Task instructions >>
Everything from the line that contains "Annotate the black sleeve" to the end of the data below is to be reproduced verbatim; leave all else out.

──────── Records provided

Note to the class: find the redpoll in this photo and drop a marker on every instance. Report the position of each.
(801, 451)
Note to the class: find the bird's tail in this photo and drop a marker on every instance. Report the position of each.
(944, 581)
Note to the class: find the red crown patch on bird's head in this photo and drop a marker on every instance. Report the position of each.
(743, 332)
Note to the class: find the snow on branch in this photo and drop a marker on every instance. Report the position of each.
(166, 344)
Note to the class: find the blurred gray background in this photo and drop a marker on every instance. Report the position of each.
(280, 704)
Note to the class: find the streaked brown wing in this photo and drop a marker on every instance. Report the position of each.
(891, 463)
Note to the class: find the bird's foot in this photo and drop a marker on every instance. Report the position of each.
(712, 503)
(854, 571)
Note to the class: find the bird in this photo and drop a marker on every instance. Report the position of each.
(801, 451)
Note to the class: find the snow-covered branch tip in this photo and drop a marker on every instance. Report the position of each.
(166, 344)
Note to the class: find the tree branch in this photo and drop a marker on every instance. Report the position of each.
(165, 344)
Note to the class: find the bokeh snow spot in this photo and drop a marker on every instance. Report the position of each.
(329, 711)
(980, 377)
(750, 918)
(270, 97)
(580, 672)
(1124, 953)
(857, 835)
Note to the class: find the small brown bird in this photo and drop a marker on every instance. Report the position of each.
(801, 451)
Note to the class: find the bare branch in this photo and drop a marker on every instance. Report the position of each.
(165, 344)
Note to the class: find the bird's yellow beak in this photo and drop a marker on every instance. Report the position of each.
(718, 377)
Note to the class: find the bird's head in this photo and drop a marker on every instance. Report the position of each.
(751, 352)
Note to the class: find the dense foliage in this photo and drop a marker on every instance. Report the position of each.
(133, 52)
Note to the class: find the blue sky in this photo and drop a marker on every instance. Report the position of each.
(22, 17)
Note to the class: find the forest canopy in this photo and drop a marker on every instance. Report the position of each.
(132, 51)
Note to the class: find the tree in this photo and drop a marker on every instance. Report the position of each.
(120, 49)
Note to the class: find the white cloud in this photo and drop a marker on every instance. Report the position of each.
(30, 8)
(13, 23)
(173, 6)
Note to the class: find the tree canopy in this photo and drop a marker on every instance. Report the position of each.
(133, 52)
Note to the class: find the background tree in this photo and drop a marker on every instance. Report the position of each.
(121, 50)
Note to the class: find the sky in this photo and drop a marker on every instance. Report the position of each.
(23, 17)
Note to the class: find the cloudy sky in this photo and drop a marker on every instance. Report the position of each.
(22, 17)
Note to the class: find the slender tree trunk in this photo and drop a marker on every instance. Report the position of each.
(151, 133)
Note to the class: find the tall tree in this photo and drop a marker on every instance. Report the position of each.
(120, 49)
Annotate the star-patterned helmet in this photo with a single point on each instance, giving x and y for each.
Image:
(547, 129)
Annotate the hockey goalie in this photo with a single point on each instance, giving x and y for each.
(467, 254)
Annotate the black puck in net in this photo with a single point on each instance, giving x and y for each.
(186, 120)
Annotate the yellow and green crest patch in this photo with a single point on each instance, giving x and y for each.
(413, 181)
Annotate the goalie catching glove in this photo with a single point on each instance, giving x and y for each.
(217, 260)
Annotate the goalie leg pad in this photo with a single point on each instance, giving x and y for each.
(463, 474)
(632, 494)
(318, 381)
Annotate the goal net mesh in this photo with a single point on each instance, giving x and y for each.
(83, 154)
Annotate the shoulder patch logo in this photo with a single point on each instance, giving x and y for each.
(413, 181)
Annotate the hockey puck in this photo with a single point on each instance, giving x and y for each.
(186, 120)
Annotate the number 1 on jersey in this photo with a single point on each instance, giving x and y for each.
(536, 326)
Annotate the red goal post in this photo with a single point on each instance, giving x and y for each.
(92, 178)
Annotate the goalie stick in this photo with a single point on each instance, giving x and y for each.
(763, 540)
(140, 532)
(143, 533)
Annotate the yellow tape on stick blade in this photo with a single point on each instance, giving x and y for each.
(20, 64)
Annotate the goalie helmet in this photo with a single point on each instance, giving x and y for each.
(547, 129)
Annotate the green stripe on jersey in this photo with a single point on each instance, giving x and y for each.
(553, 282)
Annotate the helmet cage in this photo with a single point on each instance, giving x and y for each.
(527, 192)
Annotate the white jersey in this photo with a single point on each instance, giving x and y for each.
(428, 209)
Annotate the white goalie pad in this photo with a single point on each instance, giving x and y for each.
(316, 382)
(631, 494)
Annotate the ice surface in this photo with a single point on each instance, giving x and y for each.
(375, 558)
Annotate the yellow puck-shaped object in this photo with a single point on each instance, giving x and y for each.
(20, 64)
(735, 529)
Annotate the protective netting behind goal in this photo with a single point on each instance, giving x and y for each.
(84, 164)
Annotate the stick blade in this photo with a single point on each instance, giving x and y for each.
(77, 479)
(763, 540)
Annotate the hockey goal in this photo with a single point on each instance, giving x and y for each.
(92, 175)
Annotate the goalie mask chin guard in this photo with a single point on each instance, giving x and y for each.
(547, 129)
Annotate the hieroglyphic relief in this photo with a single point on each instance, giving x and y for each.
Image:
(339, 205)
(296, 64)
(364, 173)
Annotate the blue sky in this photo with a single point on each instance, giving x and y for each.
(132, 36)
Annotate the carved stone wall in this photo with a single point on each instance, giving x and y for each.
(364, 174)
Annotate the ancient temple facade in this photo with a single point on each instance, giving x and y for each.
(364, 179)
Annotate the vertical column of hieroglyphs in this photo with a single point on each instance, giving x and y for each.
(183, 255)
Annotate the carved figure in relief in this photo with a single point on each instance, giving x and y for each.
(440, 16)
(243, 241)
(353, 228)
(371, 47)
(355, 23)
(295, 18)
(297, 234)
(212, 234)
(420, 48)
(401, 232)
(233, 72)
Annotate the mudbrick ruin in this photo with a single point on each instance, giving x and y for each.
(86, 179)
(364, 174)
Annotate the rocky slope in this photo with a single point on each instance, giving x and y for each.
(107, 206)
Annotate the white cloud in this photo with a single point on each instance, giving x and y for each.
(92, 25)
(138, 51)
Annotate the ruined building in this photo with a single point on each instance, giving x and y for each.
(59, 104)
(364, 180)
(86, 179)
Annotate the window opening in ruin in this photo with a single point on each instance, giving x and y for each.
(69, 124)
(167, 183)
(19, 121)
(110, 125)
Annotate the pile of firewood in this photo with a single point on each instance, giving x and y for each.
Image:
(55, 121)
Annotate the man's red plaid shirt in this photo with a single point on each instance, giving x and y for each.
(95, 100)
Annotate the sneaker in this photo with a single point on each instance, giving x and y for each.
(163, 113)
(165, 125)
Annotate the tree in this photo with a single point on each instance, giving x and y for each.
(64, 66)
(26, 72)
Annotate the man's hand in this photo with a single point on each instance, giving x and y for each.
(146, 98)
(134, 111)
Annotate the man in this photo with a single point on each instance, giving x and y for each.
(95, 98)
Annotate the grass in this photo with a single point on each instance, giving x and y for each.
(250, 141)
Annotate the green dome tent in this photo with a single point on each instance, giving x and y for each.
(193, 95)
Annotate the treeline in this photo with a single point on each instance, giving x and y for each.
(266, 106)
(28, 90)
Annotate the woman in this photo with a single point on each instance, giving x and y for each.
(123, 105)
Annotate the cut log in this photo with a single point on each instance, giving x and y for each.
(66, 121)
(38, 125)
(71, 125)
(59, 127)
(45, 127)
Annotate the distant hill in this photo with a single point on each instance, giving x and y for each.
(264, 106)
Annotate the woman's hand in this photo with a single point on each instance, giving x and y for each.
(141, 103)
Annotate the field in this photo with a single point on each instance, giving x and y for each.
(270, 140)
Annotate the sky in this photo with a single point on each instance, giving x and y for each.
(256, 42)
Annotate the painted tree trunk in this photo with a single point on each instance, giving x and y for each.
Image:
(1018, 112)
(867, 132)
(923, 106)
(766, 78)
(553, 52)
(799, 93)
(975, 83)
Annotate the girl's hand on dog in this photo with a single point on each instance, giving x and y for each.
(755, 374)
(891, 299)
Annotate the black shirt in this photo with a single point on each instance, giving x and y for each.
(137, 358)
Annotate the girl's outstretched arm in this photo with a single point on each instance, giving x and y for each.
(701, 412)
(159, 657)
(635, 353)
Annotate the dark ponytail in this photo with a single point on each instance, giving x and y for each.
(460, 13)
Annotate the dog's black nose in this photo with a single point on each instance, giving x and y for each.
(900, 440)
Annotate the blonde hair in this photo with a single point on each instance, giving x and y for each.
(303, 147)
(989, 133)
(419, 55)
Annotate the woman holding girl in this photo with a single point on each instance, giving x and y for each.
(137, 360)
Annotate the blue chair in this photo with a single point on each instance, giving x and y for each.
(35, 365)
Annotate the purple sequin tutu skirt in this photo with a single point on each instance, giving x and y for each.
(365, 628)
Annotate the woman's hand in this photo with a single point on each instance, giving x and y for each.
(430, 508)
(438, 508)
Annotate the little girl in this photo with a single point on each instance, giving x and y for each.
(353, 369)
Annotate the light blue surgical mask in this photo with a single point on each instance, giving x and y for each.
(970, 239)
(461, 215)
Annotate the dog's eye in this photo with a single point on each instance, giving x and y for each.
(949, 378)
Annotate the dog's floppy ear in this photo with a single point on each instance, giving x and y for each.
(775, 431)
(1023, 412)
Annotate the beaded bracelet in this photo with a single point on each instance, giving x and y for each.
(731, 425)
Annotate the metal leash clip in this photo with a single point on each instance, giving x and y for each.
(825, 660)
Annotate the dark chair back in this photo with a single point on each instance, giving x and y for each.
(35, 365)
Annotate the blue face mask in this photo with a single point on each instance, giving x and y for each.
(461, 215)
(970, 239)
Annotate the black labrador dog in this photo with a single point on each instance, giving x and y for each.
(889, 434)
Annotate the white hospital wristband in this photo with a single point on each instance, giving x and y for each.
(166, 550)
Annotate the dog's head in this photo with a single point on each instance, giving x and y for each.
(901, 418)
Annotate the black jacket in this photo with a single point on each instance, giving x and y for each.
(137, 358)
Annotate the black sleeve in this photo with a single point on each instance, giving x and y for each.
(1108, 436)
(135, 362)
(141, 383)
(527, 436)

────────────────

Response >>
Annotate the black sleeve in this photo with a single point on each instance, giving x and y for each.
(1108, 436)
(135, 362)
(141, 383)
(527, 436)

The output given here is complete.